■ **Passage for review**:
BEGIN
When I die please don’t feed my spirit any pudding or pig. It’s essential that you feed it flowers and mushrooms and sage and crystals. And I hope you sing for it every once in a while too. And I hope that song is loud enough to create a ripple in the air that the diaphanous remnants of me can feel.

I learned about the local shark god. He started as just a plain old man from Santa Ana. One morning he woke up and killed his brother. I don’t know how or why, they skipped over that part, but I bet it had something to do with a machete and a woman. It always has to do with a woman. One brother probably slept with the other brothers wife, or something like that. Anyway the villages were chasing after the murderous brother in anger, o of course he ran away into the sea and turned into a shark. And nobody is feeding him any pig or pudding.
END
■ **Source data**:
BEGIN
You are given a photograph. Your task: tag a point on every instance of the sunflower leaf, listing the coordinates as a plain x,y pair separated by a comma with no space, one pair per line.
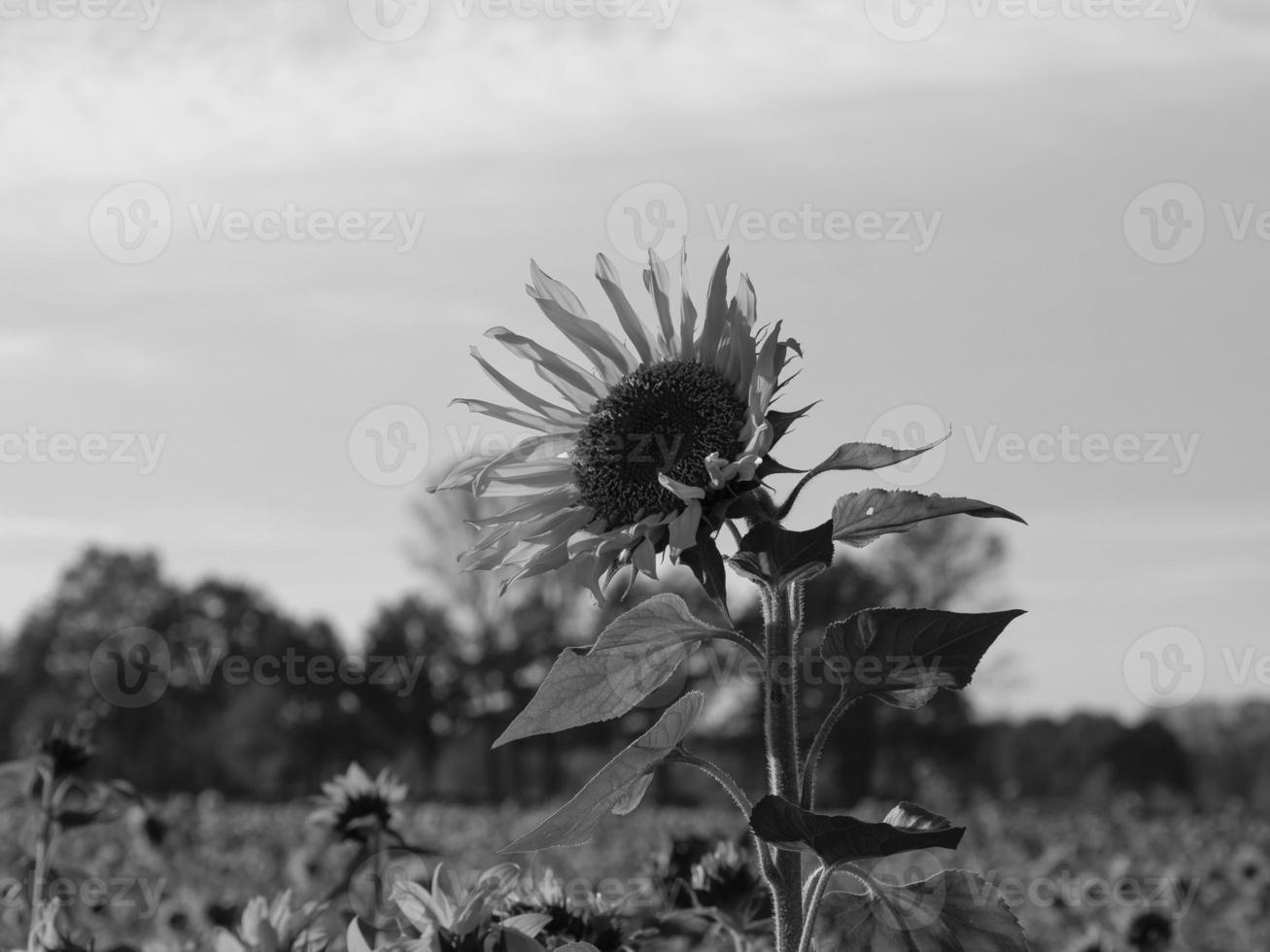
840,839
859,518
777,556
633,657
870,456
905,655
951,911
619,785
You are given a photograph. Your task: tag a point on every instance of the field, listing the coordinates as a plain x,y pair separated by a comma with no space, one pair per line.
1077,878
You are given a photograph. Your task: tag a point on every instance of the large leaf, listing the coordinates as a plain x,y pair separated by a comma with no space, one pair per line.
870,456
777,556
905,655
840,839
636,654
951,911
17,779
859,518
619,786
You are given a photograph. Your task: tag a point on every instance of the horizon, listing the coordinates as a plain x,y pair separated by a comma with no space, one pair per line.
1026,153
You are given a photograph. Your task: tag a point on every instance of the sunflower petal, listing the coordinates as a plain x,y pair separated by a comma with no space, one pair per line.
566,311
657,280
687,310
542,448
607,277
683,529
545,408
716,313
570,381
462,474
509,414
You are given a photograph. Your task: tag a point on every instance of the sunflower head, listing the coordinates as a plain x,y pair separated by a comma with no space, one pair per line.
66,750
277,927
648,447
355,805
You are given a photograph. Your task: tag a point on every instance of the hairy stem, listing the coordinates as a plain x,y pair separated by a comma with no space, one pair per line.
728,783
813,906
780,723
44,848
817,749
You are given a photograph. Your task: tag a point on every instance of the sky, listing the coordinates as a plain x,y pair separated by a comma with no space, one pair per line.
232,234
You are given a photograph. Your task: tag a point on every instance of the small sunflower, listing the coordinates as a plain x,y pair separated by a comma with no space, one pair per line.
276,927
66,750
653,446
356,805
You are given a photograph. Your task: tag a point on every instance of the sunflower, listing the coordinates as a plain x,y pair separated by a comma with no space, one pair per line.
652,448
276,927
356,805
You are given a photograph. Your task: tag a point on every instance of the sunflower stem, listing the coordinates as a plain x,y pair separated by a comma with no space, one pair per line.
780,723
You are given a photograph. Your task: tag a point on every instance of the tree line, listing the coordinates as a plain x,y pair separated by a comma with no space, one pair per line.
441,670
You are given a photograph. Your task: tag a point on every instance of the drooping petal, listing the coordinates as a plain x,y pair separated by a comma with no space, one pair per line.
627,317
687,310
570,381
715,325
683,529
657,281
546,447
532,508
566,311
509,414
531,400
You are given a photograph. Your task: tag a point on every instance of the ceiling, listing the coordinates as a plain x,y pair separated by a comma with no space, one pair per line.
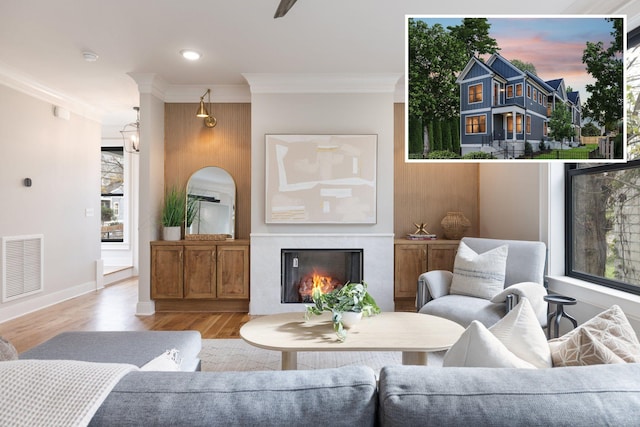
42,41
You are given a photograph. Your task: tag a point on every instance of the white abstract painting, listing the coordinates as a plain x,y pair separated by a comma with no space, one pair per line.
321,179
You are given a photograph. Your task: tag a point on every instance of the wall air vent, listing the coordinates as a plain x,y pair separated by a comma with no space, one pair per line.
22,261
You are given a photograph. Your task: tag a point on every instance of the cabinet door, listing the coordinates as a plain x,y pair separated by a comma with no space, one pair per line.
200,272
233,272
410,262
166,272
441,257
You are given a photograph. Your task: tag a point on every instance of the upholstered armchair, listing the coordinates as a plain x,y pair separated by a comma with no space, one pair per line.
463,295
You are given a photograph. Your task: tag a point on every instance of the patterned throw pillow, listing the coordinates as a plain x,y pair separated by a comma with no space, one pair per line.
7,350
479,275
607,338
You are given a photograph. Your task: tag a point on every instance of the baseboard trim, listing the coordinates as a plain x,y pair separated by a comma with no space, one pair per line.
41,301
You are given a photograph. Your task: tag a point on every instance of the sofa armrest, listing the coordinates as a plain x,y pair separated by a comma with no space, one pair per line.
432,285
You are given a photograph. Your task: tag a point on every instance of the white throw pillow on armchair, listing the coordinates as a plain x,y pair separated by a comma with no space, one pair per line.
479,275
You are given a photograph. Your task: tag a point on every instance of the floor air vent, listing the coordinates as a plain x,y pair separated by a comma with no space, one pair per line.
21,266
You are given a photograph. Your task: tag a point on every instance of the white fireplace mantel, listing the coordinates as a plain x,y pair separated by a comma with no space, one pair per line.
266,264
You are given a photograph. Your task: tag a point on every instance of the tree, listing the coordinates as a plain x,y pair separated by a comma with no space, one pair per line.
560,123
590,129
606,98
434,58
474,34
524,66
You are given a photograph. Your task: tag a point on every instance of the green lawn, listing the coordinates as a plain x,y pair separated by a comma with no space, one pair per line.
574,153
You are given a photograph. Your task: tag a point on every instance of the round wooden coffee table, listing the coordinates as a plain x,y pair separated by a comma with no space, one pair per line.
413,334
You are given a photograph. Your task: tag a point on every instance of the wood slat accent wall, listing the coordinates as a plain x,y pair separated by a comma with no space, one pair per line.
425,192
189,146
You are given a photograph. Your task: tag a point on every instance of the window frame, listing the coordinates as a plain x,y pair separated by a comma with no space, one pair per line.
571,171
518,89
476,93
480,132
119,149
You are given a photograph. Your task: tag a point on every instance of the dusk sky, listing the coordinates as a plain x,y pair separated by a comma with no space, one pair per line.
554,45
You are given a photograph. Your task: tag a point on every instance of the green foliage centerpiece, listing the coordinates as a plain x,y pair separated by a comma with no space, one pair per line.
352,297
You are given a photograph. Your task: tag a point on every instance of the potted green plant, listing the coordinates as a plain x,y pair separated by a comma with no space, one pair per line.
350,298
173,213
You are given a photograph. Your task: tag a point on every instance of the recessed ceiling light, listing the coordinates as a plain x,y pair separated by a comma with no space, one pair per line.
90,56
189,54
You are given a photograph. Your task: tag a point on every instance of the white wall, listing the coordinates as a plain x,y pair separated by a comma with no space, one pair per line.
510,205
62,157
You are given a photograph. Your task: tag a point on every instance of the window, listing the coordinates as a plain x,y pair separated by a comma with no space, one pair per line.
112,192
475,93
518,123
476,124
510,91
603,224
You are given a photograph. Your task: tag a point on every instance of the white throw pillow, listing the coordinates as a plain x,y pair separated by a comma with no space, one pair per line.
521,333
479,275
478,347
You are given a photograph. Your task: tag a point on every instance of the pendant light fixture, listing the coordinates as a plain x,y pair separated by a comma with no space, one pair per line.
131,134
209,120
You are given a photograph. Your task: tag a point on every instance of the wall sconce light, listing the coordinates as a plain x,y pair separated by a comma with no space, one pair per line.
END
■ **Work request A**: From the passage about the shark god, transcribe the text starting at "When I die please" and ending at "me can feel.".
■ **Work request B**: In the passage about the shark god, where was the shark god from when he was a plain old man?

■ **Output A**:
When I die please don’t feed my spirit any pudding or pig. It’s essential that you feed it flowers and mushrooms and sage and crystals. And I hope you sing for it every once in a while too. And I hope that song is loud enough to create a ripple in the air that the diaphanous remnants of me can feel.

■ **Output B**: Santa Ana